• Written exercise:
Copy out each of the items below with "place a point on every instance" substituted for "set a point on each instance" and everything else unchanged, leaving the pictures out of your copy.

• Dataset excerpts on object pointing:
## START

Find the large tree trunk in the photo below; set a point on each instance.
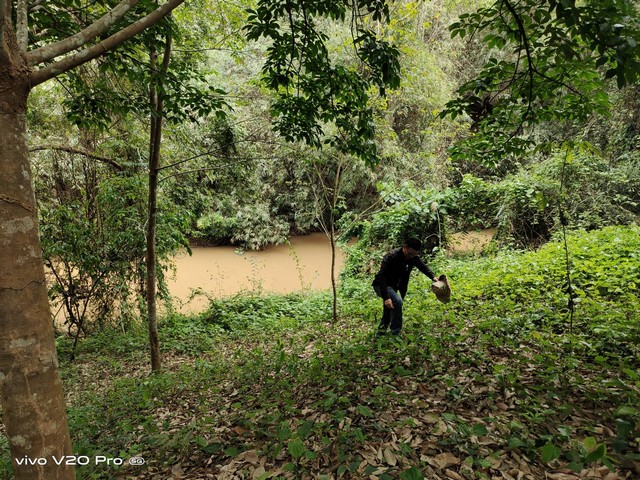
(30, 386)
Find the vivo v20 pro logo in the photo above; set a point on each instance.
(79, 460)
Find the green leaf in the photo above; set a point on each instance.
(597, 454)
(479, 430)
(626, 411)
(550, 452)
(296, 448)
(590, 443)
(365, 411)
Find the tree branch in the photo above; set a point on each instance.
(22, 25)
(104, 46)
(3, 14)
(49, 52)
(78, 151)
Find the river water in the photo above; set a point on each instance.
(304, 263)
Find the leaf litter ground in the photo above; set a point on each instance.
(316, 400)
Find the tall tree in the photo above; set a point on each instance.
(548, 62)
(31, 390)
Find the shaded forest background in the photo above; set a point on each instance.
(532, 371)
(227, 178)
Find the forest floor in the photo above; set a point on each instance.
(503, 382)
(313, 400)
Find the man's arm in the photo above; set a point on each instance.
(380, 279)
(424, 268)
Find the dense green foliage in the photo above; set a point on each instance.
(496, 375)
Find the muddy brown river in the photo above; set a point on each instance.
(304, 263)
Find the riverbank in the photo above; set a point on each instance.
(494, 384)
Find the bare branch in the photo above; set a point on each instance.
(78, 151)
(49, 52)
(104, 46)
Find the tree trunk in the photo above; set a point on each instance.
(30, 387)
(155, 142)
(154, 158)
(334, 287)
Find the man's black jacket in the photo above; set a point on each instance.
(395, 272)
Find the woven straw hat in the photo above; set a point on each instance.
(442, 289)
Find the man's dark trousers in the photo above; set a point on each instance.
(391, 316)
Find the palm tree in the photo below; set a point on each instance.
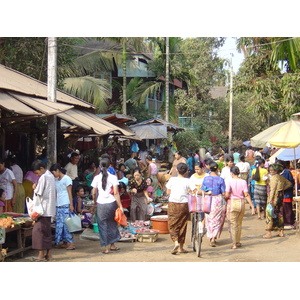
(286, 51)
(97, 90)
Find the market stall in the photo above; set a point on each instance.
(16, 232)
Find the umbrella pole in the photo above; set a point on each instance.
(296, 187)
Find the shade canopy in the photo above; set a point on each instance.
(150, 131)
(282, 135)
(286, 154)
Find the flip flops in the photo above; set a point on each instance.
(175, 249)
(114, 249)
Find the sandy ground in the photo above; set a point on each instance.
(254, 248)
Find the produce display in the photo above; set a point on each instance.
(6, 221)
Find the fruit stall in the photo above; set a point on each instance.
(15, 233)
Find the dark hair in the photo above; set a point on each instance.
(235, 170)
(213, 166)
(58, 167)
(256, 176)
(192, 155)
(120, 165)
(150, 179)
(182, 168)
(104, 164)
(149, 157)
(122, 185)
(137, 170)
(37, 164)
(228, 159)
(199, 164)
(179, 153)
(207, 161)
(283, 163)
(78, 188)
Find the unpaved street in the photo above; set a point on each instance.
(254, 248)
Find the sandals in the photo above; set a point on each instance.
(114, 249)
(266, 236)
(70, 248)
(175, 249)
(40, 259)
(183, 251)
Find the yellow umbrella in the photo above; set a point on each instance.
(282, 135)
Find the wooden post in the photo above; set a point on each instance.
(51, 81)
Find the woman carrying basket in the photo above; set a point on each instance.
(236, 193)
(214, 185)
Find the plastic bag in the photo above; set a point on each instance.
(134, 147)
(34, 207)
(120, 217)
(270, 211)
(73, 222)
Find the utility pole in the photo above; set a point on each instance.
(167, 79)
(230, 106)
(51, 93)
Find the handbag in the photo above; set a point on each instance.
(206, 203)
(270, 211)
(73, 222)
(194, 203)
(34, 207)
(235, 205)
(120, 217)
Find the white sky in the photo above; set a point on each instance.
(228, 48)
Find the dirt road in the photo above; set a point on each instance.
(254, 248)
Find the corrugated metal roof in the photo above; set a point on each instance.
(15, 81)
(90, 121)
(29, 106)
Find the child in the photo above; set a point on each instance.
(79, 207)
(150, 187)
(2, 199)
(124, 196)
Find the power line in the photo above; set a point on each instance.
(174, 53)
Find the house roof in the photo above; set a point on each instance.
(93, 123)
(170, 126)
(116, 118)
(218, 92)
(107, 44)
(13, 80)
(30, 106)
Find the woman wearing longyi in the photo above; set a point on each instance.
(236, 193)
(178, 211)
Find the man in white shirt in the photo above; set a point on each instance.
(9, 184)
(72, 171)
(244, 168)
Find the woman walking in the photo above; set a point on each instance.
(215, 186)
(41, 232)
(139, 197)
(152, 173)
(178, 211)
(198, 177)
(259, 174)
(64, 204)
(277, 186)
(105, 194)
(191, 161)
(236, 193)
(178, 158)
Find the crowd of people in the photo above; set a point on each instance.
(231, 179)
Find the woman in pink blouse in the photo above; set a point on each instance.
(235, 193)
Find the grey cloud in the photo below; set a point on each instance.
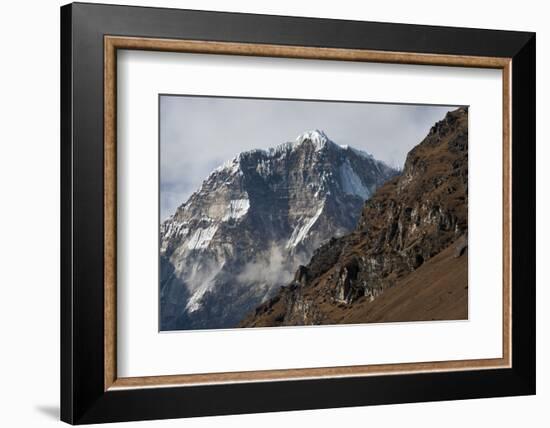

## END

• Output:
Find the large tree trunk in the photo below; place a point on every instance.
(30, 386)
Find the vivo v20 pro logo in the photo above; place a point on every instance.
(79, 460)
Find the green leaf in the photo above; place a point on every instance.
(597, 454)
(479, 430)
(626, 411)
(550, 452)
(296, 448)
(590, 443)
(365, 411)
Find the tree branch in the photo above; place a point on every instance.
(22, 25)
(104, 46)
(3, 14)
(49, 52)
(78, 151)
Find the river water in the photo above; place a point on every instance.
(304, 263)
Find the leaf litter ground in the photo above; place a point on every instance.
(316, 400)
Find the tall tree in the photo above; place a point on every instance.
(548, 62)
(31, 390)
Find the shaded forest background in the photo above; place a point on every instance.
(532, 371)
(227, 178)
Find the forest floor in the photo above; place a point on every instance.
(503, 382)
(313, 400)
Find the man's arm in the photo above; place a point on every instance.
(380, 279)
(424, 268)
Find the dense green foliage in the photo above; place a point on every instance.
(496, 375)
Find the muddy brown river in the photo above; place a point on every instance.
(304, 263)
Find the riverbank in the photo above; place a point on every instance.
(494, 384)
Find the bare branch in the photo above; place a point on every instance.
(78, 151)
(49, 52)
(104, 46)
Find the tree trunk in the photo above; place a point on every instance.
(30, 387)
(155, 142)
(154, 158)
(334, 287)
Find the man's black jacket in the photo above; place a point on every instance.
(395, 272)
Find the woven straw hat in the photo above; place a point on every instance.
(442, 289)
Find the man's dark trousers in the photo above; place a point on every instance.
(391, 316)
Find the palm tree in the photo below; place a point on every instance.
(286, 51)
(97, 90)
Find the market stall in the photo above; place a point on every instance.
(16, 232)
Find the umbrella pole in the photo above; place a point on every instance.
(296, 187)
Find the shade canopy in the photo above; place a point on every instance.
(150, 131)
(282, 135)
(286, 154)
Find the flip flops in the photo above; place a point on every instance.
(175, 249)
(114, 249)
Find the sandy ground in the photo above; place a point on every instance.
(254, 248)
Find the produce display in the photo above; place a point on every instance.
(6, 221)
Find the fruit stall in the photo above; place a point on every instance.
(15, 233)
Find the dark hair in the photo above; place a point on every instance.
(235, 170)
(213, 166)
(58, 167)
(256, 176)
(192, 155)
(120, 165)
(150, 179)
(182, 168)
(104, 164)
(149, 157)
(122, 185)
(137, 170)
(37, 164)
(228, 159)
(199, 164)
(179, 153)
(207, 161)
(283, 163)
(78, 188)
Find the unpaved street in the photo above; place a point on every instance.
(254, 248)
Find the sandals in the photo above; place a point on every instance.
(114, 249)
(266, 236)
(70, 248)
(175, 249)
(40, 259)
(183, 251)
Find the yellow umbrella in the photo above; place a point on every instance.
(282, 135)
Find the wooden post in the photo above; place a point on every instance.
(51, 81)
Find the woman carrying basket in the photo above; place a point on every instance.
(236, 193)
(214, 185)
Find the plastic bag in the photo above; place a point on every instance.
(134, 147)
(34, 207)
(120, 217)
(270, 211)
(73, 222)
Find the utility pole in the photo above; place a point on every instance.
(167, 79)
(230, 106)
(51, 93)
Find the handbag in the photo above; place a point on every instance.
(206, 203)
(270, 211)
(73, 222)
(194, 203)
(34, 207)
(235, 205)
(120, 217)
Find the white sky in the photo above; place a point on every instance.
(228, 48)
Find the dirt road in the photo above; place a point on every instance.
(254, 248)
Find the corrugated metal roof in the photo above; place a point on every instance.
(15, 81)
(90, 121)
(29, 106)
Find the child in the photo above; place a point on every instance.
(79, 207)
(150, 187)
(2, 199)
(124, 196)
Find the power line in the photo above; place a point on every instance.
(174, 53)
Find the house roof in the photo above; place a point on every instance.
(93, 123)
(170, 126)
(116, 118)
(218, 92)
(107, 44)
(13, 80)
(30, 106)
Find the woman wearing longyi in the photo above; place a point on every instance.
(236, 193)
(178, 211)
Find the man in white shirt in the photo above; place a point on every instance.
(9, 184)
(72, 171)
(244, 168)
Find the woman walking in the photo above; place a point on every instance.
(215, 186)
(41, 232)
(139, 197)
(152, 173)
(178, 211)
(198, 177)
(259, 174)
(64, 204)
(277, 186)
(105, 194)
(191, 161)
(236, 193)
(178, 158)
Find the crowd of people in the photo above; place a point on every instance.
(231, 179)
Find the woman in pink blouse in the photo above; place a point on every instance.
(235, 193)
Find the grey cloud in the photo below; place a point on every instance.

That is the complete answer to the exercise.